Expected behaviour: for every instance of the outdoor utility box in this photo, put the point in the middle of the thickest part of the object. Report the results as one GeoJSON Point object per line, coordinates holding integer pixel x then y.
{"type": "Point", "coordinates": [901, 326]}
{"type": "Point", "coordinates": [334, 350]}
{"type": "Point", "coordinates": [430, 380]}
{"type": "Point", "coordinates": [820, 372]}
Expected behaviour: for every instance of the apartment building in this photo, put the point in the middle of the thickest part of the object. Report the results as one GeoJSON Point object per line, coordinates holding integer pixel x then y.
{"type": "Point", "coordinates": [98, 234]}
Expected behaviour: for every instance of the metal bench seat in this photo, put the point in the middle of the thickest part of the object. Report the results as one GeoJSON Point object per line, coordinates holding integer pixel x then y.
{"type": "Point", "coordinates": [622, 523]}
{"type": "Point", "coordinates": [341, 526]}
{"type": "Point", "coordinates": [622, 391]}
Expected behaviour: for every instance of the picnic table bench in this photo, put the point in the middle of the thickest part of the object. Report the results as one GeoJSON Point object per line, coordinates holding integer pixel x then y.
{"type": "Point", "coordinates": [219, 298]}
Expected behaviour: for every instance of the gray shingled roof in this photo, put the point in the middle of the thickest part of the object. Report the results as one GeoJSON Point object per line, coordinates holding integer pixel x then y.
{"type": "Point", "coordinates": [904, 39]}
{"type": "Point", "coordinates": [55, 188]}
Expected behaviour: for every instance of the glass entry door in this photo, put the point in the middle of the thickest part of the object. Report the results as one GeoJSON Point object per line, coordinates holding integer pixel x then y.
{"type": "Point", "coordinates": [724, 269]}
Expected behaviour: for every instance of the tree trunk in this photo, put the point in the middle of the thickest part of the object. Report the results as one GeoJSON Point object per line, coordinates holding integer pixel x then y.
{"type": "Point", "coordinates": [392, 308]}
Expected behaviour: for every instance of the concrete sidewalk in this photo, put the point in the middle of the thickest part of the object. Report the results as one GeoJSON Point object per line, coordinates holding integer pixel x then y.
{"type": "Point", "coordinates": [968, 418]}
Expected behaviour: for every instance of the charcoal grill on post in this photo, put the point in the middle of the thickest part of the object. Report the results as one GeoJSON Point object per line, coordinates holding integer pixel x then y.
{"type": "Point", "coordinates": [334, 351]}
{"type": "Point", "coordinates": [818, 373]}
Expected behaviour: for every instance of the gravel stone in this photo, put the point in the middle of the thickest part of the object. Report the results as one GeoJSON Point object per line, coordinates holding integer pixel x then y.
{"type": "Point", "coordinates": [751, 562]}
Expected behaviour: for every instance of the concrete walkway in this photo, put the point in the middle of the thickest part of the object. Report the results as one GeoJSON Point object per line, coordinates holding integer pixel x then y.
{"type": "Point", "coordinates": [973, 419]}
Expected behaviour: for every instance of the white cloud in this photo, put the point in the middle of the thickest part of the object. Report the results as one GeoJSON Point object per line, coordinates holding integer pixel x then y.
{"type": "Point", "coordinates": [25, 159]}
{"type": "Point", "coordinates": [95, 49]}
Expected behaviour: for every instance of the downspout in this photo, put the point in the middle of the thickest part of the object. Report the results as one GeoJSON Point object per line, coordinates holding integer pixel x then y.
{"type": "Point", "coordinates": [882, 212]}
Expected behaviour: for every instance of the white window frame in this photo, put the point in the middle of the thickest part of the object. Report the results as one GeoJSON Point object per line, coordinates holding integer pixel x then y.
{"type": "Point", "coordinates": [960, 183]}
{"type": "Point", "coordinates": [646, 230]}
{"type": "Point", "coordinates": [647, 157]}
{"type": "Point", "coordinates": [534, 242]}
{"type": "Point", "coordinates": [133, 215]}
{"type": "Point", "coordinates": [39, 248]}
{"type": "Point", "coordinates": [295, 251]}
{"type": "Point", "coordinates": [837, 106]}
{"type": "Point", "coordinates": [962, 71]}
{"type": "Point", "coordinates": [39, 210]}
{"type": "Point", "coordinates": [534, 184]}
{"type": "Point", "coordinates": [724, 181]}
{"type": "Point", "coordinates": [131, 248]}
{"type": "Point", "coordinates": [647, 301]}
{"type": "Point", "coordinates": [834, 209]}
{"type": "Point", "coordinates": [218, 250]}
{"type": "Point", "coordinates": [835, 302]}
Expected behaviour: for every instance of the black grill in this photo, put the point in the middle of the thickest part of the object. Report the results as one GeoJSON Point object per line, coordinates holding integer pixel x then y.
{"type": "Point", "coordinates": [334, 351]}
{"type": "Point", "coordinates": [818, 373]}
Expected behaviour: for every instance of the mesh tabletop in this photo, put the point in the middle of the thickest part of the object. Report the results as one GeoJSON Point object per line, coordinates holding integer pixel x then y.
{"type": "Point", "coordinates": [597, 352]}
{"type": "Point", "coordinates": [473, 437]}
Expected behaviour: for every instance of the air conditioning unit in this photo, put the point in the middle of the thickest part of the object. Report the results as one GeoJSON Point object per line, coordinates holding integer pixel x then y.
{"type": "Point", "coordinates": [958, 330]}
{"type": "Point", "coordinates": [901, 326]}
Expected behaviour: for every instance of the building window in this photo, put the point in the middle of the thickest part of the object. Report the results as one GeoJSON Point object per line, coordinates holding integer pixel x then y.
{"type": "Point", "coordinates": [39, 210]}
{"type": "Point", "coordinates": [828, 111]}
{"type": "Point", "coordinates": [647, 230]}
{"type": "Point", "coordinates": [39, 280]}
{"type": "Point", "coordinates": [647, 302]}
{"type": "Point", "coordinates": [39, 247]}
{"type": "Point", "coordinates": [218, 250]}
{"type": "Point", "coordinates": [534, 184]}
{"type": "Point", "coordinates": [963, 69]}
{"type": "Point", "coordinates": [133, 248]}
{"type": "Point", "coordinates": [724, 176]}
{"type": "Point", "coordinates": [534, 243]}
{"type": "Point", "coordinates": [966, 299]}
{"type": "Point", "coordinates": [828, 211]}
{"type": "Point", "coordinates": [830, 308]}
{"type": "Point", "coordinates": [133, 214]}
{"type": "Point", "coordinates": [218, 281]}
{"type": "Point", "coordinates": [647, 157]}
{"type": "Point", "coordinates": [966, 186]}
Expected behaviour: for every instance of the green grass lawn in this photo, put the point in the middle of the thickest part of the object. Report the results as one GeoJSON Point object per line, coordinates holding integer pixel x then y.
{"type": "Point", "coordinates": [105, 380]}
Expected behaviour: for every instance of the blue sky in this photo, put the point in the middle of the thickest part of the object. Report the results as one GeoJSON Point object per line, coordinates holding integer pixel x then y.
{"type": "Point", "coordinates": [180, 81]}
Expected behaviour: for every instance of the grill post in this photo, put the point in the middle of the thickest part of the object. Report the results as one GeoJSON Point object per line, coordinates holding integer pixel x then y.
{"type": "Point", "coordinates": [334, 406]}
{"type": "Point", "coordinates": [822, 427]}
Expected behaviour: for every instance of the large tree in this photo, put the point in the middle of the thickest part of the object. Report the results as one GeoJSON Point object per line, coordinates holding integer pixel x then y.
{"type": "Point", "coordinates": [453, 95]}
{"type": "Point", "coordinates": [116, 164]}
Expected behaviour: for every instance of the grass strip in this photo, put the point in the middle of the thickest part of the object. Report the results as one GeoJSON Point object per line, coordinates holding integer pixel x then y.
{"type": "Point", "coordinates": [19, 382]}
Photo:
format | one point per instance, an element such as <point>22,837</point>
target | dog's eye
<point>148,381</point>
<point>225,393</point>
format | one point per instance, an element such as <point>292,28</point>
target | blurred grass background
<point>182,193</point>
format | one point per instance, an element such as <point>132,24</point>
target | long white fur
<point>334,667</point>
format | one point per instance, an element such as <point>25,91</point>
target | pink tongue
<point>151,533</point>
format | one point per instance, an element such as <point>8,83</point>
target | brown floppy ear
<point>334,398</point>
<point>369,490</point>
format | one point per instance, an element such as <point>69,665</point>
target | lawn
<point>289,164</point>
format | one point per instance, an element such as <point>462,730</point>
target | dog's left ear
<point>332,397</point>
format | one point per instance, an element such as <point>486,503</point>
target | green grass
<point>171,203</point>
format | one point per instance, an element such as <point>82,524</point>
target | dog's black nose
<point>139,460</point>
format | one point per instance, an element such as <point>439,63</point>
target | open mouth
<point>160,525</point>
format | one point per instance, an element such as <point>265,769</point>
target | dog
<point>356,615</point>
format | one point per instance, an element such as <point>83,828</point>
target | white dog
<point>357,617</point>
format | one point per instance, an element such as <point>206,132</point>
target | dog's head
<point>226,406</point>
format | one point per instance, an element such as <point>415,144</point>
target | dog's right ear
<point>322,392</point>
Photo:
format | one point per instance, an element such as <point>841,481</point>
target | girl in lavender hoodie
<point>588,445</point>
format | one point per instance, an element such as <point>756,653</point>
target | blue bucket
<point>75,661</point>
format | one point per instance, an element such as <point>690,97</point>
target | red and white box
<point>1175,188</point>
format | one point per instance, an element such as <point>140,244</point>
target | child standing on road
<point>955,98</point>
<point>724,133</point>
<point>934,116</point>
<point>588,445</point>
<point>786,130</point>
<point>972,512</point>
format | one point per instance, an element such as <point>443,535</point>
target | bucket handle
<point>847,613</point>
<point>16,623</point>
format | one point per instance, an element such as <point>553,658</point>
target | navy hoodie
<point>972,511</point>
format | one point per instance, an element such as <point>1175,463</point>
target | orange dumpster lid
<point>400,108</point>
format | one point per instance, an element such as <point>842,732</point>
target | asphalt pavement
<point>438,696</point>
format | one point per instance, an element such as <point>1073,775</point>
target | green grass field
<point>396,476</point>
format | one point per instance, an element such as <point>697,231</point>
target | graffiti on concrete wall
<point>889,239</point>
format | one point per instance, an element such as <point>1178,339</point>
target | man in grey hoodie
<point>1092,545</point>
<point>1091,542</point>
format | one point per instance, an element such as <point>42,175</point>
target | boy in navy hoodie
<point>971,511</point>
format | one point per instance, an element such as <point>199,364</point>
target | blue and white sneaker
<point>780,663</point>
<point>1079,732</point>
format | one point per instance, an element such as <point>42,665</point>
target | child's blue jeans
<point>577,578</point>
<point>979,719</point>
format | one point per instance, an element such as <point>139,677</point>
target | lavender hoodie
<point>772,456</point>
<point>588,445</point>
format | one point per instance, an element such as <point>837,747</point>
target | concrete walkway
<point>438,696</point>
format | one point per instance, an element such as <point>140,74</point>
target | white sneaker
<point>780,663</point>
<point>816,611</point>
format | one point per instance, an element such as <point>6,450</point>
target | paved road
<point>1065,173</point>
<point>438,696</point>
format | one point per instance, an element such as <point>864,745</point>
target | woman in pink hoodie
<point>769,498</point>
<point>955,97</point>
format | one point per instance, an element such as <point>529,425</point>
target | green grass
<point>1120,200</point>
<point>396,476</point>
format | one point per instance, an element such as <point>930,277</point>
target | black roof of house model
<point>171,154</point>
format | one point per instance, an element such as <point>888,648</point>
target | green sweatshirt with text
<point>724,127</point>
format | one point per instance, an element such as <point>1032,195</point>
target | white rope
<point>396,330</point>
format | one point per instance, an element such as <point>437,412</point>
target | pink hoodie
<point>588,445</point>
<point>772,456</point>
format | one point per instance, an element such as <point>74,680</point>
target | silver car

=== YOUR GOAL ===
From the line holding "target | white sneaker" to the last line of the data above, copy every line exactly and include nothing more.

=== WRITTEN ANSWER ===
target | white sneaker
<point>780,663</point>
<point>816,611</point>
format | one point per instance, an element such as <point>6,450</point>
target | paved road
<point>1065,173</point>
<point>438,696</point>
format | one point per instance, an element such as <point>864,745</point>
target | woman in pink hoodie
<point>769,498</point>
<point>955,97</point>
format | one point per instance, an element such as <point>529,425</point>
target | green grass
<point>1120,200</point>
<point>396,476</point>
format | one point per instance, an element such as <point>930,277</point>
target | black roof of house model
<point>171,154</point>
format | one point per instance, an element such as <point>888,648</point>
target | green sweatshirt with text
<point>724,127</point>
format | one point per instance, an element such as <point>1032,195</point>
target | white rope
<point>396,330</point>
format | one point per instance, an element such as <point>437,412</point>
target | pink hoodie
<point>588,445</point>
<point>772,456</point>
format | one point per instance, an element such as <point>74,680</point>
target | silver car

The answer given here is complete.